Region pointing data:
===============

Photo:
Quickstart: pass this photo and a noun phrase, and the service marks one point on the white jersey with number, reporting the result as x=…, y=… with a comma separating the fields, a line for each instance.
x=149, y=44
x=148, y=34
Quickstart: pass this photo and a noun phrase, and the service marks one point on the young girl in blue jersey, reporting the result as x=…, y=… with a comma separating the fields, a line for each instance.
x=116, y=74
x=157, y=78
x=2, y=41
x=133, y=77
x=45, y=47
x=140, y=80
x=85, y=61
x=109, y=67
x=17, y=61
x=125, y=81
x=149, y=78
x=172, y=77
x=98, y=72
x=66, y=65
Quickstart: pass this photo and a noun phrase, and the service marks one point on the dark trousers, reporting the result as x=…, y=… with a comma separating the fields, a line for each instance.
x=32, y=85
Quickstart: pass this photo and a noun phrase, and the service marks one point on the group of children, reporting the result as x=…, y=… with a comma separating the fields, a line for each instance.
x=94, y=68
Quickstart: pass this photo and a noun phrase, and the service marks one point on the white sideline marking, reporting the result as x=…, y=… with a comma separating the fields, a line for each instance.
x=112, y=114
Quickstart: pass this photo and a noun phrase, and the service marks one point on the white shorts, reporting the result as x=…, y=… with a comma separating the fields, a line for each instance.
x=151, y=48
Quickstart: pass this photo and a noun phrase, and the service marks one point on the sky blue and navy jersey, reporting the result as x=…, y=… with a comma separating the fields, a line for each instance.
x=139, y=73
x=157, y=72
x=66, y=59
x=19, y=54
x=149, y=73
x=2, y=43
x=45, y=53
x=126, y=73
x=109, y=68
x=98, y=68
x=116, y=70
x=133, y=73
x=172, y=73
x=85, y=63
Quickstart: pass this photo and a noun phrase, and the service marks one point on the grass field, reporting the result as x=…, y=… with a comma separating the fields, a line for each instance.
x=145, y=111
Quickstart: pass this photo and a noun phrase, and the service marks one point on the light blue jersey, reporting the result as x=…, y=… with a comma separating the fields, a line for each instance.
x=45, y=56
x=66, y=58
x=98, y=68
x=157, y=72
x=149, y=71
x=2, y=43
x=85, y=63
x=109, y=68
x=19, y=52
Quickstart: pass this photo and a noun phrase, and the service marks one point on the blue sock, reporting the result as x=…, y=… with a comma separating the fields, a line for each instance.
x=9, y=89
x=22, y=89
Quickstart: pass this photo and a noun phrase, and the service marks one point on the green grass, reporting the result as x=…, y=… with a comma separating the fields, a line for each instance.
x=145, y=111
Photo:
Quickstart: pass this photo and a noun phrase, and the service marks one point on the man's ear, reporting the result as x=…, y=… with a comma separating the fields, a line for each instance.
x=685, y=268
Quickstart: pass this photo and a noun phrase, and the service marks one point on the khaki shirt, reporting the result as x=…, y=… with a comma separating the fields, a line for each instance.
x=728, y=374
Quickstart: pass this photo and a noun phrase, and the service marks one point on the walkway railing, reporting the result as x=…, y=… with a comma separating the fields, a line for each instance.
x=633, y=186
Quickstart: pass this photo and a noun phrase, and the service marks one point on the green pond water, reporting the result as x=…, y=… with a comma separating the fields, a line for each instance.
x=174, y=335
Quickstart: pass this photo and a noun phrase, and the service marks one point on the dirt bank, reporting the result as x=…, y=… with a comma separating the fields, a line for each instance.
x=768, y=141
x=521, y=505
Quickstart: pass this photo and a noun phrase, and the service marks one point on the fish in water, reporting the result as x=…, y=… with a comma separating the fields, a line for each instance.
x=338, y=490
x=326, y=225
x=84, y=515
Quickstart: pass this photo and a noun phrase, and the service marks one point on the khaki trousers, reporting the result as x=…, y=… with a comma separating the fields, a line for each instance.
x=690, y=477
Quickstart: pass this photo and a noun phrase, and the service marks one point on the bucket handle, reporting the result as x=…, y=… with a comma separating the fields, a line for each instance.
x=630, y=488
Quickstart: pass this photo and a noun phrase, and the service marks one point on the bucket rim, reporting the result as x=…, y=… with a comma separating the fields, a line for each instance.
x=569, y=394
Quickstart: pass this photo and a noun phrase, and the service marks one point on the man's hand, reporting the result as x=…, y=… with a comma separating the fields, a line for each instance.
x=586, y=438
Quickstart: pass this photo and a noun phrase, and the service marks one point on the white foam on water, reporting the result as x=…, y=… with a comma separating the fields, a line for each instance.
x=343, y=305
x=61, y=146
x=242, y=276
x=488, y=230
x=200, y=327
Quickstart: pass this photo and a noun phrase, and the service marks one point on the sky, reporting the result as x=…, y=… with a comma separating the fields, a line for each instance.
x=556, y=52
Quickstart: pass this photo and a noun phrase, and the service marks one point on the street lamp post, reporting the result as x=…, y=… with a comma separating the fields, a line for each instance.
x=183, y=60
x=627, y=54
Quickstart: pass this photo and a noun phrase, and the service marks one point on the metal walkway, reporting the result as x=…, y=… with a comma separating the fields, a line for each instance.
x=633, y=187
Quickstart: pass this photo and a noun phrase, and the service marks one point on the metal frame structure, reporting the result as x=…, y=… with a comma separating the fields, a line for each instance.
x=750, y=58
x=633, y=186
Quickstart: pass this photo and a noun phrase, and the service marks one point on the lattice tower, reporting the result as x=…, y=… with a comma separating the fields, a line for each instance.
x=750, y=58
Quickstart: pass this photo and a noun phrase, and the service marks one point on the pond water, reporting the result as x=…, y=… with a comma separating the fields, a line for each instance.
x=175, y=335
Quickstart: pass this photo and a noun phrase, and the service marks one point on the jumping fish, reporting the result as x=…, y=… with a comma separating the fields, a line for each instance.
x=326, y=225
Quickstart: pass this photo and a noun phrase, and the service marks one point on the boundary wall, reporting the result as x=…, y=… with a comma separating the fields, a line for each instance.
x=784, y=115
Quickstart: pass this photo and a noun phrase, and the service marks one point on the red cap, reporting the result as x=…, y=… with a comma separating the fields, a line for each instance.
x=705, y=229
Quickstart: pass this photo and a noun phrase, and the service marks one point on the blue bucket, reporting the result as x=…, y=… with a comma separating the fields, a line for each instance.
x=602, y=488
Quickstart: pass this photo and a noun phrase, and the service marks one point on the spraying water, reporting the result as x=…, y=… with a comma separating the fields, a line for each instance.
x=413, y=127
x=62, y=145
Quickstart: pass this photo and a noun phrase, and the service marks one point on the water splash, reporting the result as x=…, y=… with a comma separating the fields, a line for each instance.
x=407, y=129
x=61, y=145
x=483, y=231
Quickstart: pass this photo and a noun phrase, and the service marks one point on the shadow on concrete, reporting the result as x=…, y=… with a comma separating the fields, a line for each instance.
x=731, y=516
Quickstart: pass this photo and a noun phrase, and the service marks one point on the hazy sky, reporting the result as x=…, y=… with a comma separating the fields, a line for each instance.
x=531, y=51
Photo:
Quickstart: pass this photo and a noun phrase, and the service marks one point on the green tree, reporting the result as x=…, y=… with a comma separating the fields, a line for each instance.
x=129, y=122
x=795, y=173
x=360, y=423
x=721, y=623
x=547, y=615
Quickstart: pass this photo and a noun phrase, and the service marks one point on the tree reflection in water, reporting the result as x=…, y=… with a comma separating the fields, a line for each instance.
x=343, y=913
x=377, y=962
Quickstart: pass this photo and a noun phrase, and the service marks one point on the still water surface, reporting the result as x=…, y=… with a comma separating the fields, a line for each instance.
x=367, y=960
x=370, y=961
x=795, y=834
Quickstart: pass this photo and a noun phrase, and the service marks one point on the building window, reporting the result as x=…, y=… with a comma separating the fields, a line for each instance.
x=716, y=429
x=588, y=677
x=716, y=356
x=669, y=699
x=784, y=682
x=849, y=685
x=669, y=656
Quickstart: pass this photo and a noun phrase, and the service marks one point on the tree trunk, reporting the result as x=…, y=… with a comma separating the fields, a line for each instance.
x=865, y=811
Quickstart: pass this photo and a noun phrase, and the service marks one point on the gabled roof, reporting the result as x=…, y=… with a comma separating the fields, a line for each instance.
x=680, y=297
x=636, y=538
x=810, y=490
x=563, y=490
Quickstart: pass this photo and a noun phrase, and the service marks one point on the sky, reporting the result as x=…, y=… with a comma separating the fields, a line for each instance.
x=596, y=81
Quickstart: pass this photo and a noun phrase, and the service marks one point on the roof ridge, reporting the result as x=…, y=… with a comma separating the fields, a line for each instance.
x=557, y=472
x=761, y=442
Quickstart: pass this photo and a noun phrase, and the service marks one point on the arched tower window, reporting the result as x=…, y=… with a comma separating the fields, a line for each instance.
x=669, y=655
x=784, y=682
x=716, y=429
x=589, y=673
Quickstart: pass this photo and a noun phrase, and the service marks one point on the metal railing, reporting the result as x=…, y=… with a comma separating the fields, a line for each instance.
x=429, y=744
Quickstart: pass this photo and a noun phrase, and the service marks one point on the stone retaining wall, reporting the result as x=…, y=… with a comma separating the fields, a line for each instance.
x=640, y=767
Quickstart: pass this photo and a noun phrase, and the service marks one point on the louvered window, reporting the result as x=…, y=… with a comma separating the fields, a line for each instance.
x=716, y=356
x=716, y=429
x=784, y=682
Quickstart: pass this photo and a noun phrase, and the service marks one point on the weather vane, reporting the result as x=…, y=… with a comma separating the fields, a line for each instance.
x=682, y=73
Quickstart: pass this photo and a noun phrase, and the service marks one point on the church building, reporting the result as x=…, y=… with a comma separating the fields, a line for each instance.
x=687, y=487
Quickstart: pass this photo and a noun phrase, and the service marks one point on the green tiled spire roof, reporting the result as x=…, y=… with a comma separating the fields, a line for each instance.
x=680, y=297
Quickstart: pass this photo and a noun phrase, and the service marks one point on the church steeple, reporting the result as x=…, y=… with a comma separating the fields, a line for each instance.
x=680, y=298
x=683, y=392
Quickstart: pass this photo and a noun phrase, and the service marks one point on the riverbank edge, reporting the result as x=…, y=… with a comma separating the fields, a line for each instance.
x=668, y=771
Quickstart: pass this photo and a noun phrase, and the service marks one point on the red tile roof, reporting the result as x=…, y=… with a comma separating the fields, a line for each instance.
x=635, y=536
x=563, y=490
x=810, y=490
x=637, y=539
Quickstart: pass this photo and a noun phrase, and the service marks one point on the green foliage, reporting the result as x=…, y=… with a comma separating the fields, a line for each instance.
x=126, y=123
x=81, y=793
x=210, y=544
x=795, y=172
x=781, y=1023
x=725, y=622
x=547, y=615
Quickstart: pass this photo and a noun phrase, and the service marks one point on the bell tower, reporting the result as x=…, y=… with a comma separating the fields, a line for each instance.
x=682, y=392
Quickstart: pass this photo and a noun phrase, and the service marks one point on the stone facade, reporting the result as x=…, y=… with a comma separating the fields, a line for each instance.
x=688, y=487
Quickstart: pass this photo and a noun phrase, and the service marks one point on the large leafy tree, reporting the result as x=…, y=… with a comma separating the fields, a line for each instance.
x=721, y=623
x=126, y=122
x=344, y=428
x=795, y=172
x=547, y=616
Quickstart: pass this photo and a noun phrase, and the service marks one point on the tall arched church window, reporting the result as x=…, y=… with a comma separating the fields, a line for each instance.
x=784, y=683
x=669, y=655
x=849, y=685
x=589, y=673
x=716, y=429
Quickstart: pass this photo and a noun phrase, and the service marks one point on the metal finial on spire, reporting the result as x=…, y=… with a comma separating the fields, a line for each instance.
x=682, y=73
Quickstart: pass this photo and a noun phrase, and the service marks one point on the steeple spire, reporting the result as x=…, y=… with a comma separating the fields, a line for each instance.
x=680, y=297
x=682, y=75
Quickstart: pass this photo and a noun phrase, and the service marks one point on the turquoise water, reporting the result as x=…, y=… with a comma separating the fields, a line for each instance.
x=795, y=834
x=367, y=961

===============

» **EXERCISE DIRECTIONS**
From the line that contains "on the tall" through the final line of the entries above, every line must be reproduced exactly and nothing more.

» **REPLY**
Quickstart: pass this photo and a noun phrase, and the service marks one point on the tall arched church window, reporting the result as x=…, y=… with a comma separating the fields, a line for each instance.
x=784, y=683
x=669, y=655
x=849, y=685
x=589, y=673
x=716, y=429
Quickstart: pass this photo and a noun phrase, and the service marks one point on the metal finial on spire, reporting the result as x=…, y=… with a comma separating the fields, a line for each instance.
x=682, y=73
Quickstart: pass this photo and a noun phrase, and the service marks one point on the steeple spire, reporting the result as x=…, y=… with a comma separating the fields, a line for each instance.
x=680, y=297
x=682, y=75
Quickstart: pass this photo and a noun phrase, and the service marks one point on the turquoise water, reporting the result as x=…, y=… with a comma separating the fields, a line for each instance.
x=795, y=834
x=367, y=961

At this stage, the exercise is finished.